ТЕКСТ:
################

Вместе с ними в тесной перегруженной лодчонке сидели Коринец, их познакомивший, и архитектор Евсей Перченков, замужем за которым была двоюродная сестра Поленова.

Капитан рассказывал о каждой проплываемой деревне: Ладыжино, Антоновка, Карово, Любутское, Бунырево… Тут жил Бальмонт, тут екатерининский генерал, там древний князь, а здесь — просто известный когда-то на всю округу священник-рыбак.

Казаков впервые в жизни наблюдал так близко проходящие пароходы, любуясь каждым, и после вспоминал: «Он шлепал потихонечку и как-то пахло от него, и ты, пока он мимо тебя проплывает, его оглядишь весь, и увидишь, как там на буксире белье сушится — тельняшки, кальсоны… И ребята там, дети играют на палубе. Проплывает какой-то маленький и в то же время настоящий мир».

################

ПРЕДОСТАВЛЕННЫЕ ЗАПИСИ:
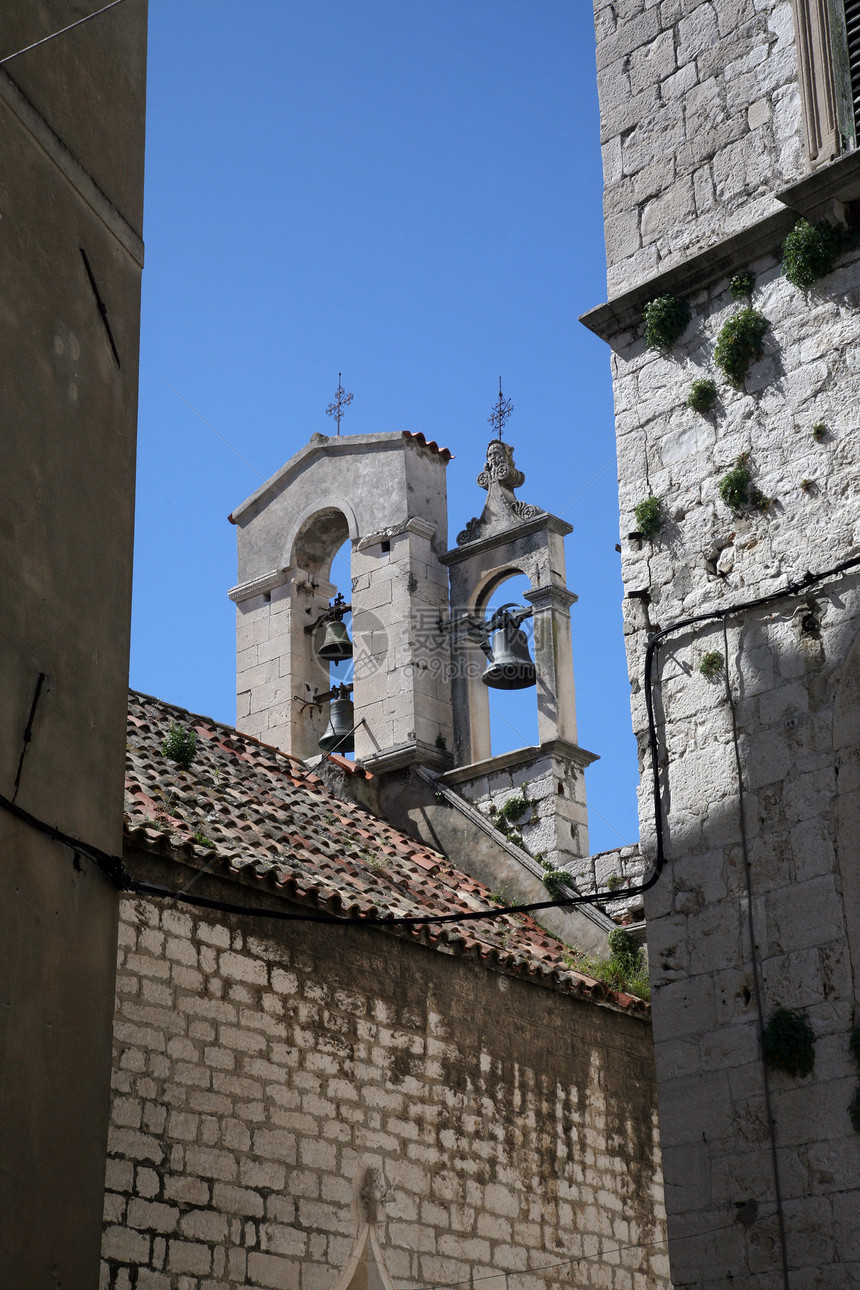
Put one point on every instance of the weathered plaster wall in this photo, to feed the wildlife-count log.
(257, 1073)
(72, 177)
(700, 124)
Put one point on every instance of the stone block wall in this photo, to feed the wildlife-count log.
(792, 668)
(555, 819)
(700, 124)
(258, 1073)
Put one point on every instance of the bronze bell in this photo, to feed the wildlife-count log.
(339, 733)
(335, 646)
(511, 667)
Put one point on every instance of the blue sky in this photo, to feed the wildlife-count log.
(408, 192)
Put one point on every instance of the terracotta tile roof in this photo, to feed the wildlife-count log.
(428, 443)
(245, 806)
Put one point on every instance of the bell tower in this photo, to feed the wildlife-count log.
(386, 497)
(512, 537)
(359, 525)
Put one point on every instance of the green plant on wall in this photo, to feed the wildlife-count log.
(703, 395)
(179, 744)
(623, 969)
(740, 343)
(742, 285)
(810, 252)
(553, 879)
(788, 1042)
(665, 320)
(711, 664)
(734, 486)
(649, 516)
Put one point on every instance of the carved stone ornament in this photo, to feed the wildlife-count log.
(499, 467)
(503, 510)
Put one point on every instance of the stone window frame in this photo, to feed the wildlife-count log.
(824, 79)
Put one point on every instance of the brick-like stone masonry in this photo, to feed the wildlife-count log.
(700, 124)
(798, 716)
(257, 1077)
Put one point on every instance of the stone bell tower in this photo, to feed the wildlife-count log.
(386, 494)
(513, 537)
(365, 516)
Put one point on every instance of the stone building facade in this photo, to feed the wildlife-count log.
(306, 1106)
(71, 254)
(723, 125)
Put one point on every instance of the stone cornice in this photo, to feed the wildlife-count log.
(507, 537)
(814, 196)
(558, 748)
(343, 445)
(257, 586)
(420, 528)
(551, 597)
(624, 312)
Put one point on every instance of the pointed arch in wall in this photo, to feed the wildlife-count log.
(365, 1268)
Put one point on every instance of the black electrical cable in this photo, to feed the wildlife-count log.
(793, 588)
(111, 866)
(757, 984)
(115, 870)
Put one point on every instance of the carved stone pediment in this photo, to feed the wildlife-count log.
(503, 510)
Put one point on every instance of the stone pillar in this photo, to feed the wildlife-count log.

################

ВЫПОЛНИТЕ ЗАДАНИЯ:
[1] Кто, согласно тексту о речной поездке, был замужем за архитектором Евсеем Перченковым?
[2] Выведите без изменений фрагмент текста о речной поездке от «Вместе с ними» до «всю округу священник-рыбак.».
[3] Продолжите текст о речной поездке с того места, на котором он заканчивается.
Записи для работы не понадобятся.

ОТВЕТЫ:
[1] Двоюродная сестра Поленова.

[2]
Вместе с ними в тесной перегруженной лодчонке сидели Коринец, их познакомивший, и архитектор Евсей Перченков, замужем за которым была двоюродная сестра Поленова.

Капитан рассказывал о каждой проплываемой деревне: Ладыжино, Антоновка, Карово, Любутское, Бунырево… Тут жил Бальмонт, тут екатерининский генерал, там древний князь, а здесь — просто известный когда-то на всю округу священник-рыбак.

[3]
Ночевали у бакенщиков, помогали им ставить красные и белые керосиновые фонари. Среди этих людей им попался хмельной Колька-Ножик. Он пил запоем, заглушая горе: осенью, переходя реку по тонкому льду, утонула его жена. Знакомство с Колькой вылилось в рассказ «Трали-вали». Песнь о русском человеке.

Жена героя, возвращаясь с водкой из деревни, выпила, опьянела, запела и у него на глазах, приплясывая, ушла под воду, сгинула в черной полынье. То и дело этого бакенщика «затягивает», и тогда, прихватив с собой молодую, прибившуюся к нему Аленку, он выбирается к самой воде, к перевернутой плоскодонке, и там, отхлебывая из горла, поет старинные песни — сильно, пронзительно, врастяжку, чувствуя, что сейчас разорвет сердце…

«Скорей бы конец этим слезам, этому голосу, скорей бы конец песне!»

Вот так же любил распеваться Казаков, признававший, что написал «вообще про Русь и русский характер, а больше всего про себя».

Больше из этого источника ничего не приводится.